# Work item A
In the So Omae article, which Thai club did he try out for in December 2019?
# Work item B
Retype the stretch of the So Omae article from "- 2012–2015: Otemae" through "United / 1 / (0)".
# Work item C
Extend the So Omae article past its last sentence.

==== Excerpted text ====

Personal information
- Date of birth: 3 February 1995 (age 31)
- Place of birth: Osaka, Japan
- Height: 1.63 m (5 ft 4 in)
- Position: Defensive midfielder

Team information
- Current team: One Taguig
- Number: 15

Youth career
- Sessel Kumatori
- 2012–2014: Higashiyama High School

College career
- Years: Team / Apps / (Gls)
- 2012–2015: Otemae University

Senior career*
- Years: Team / Apps / (Gls)
- 0000–2019: Hokoku FC
- 2020–2021: Sakon Nakhon
- 2021–2022: Prime Bangkok / 2 / (1)
- 2022–2023: Muang Loei United / 1 / (0)
- 2023–2024: Prey Veng / 18 / (4)
- 2024: Davao Aguilas / 5 / (0)
- 2024–: One Taguig / 7 / (0)

= So Omae =

Japanese footballer (born 1995)

So Omae (大前 壮, Ōmae Sō) is a Japanese professional footballer who plays as a defensive midfielder for Philippines Football League club One Taguig.

==Youth career==
Omae was born in Osaka in Japan. In his youth, he played for Sessel Kumatori SC alongside players such as Takumi Minamino. He also played high school football for Higashiyama High School in Kyoto. Afterwards, he played for the football club of his college, Otemae University.

==Club career==
===First pro contract===
After graduating from college, he played amateur football with Hokoku FC in the Japanese lower leagues before leaving to pursue a pro career abroad. In December 2019, he tried out for Thai side Sakon Nakhon, where he was praised for his left foot and tactical eye. He was signed by the Thai club in early 2020 before his stint at the club was interrupted by the COVID-19 pandemic. The year after, he moved to Thai League 3 club Prime Bangkok. He would remain in the country for another year, signing with Muang Loei United for one season in 2022. While in Thailand, he also pursued a coaching career with a youth team named Good Morning FC.

==== Dataset extract ====

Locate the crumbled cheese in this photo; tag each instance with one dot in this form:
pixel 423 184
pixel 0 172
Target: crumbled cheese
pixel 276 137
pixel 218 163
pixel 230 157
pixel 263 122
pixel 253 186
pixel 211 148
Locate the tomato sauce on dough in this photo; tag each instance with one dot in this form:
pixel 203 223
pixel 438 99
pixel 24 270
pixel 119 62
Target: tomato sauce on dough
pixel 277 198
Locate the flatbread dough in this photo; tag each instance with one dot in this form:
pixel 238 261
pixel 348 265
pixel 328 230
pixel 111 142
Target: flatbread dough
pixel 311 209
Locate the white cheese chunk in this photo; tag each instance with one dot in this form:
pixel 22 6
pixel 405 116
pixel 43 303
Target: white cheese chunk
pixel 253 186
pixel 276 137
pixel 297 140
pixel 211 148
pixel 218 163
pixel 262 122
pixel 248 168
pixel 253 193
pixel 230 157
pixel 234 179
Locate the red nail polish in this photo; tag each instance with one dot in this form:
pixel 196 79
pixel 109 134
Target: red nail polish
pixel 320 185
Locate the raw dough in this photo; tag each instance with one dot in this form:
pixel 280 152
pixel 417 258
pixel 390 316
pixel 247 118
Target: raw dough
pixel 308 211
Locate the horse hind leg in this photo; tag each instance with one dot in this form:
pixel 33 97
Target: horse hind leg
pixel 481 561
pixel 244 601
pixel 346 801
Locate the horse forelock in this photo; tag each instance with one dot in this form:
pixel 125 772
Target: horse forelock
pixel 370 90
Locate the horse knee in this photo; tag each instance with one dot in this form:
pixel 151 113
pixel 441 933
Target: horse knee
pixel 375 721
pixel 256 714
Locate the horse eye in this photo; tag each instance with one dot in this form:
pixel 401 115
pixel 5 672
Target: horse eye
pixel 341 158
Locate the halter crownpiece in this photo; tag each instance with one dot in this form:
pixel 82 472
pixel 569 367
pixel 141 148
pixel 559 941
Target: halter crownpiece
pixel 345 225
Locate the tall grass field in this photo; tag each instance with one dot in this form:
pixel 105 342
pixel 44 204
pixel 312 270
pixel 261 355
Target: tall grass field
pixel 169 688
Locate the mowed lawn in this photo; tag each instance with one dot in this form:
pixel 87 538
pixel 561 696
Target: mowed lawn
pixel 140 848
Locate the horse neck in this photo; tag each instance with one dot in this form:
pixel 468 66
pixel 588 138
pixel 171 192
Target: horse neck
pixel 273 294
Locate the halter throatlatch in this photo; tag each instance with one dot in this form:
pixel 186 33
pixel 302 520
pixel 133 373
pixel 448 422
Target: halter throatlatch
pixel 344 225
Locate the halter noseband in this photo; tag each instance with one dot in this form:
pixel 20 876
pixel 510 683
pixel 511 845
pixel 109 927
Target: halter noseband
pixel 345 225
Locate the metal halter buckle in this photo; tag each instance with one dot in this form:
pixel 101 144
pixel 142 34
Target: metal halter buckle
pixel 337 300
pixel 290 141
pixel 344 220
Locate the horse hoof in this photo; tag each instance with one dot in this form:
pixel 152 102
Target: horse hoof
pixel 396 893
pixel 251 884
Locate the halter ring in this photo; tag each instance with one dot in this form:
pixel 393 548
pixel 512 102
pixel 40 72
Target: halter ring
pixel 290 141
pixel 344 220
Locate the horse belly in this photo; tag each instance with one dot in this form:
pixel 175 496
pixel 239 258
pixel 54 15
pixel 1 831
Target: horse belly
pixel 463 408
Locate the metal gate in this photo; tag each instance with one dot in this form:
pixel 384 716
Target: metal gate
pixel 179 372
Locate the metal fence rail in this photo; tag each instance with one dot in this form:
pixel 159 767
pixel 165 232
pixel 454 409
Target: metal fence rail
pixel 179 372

====

# Written response A
Sakon Nakhon

# Written response B
- 2012–2015: Otemae University

Senior career*
- Years: Team / Apps / (Gls)
- 0000–2019: Hokoku FC
- 2020–2021: Sakon Nakhon
- 2021–2022: Prime Bangkok / 2 / (1)
- 2022–2023: Muang Loei United / 1 / (0)

# Written response C
===Prey Veng===
In 2023, Omae would travel to Cambodia, where he signed for Cambodian Premier League side Prey Veng alongside fellow countryman Ryo Kato. He had a successful season at the club and scored 4 goals from 18 matches as a midfielder, including a free-kick against ISI Dangkor Senchey. During his time at the club, he was also named captain for the remainder of the season until his departure in early 2024.

===Davao Aguilas===
Omae would then move to the Philippines, where he signed with Davao Aguilas of the Philippines Football League, a team who were competing in the league for the first time in 6 years. He played there alongside Japanese players Yusuke Unoki and Shoma Sato, as well as Filipino-Japanese captain Daisuke Sato. He made his debut on the opening matchday, a 1–0 win over Mendiola 1991, and assisted the winning goal in the next game against Manila Digger.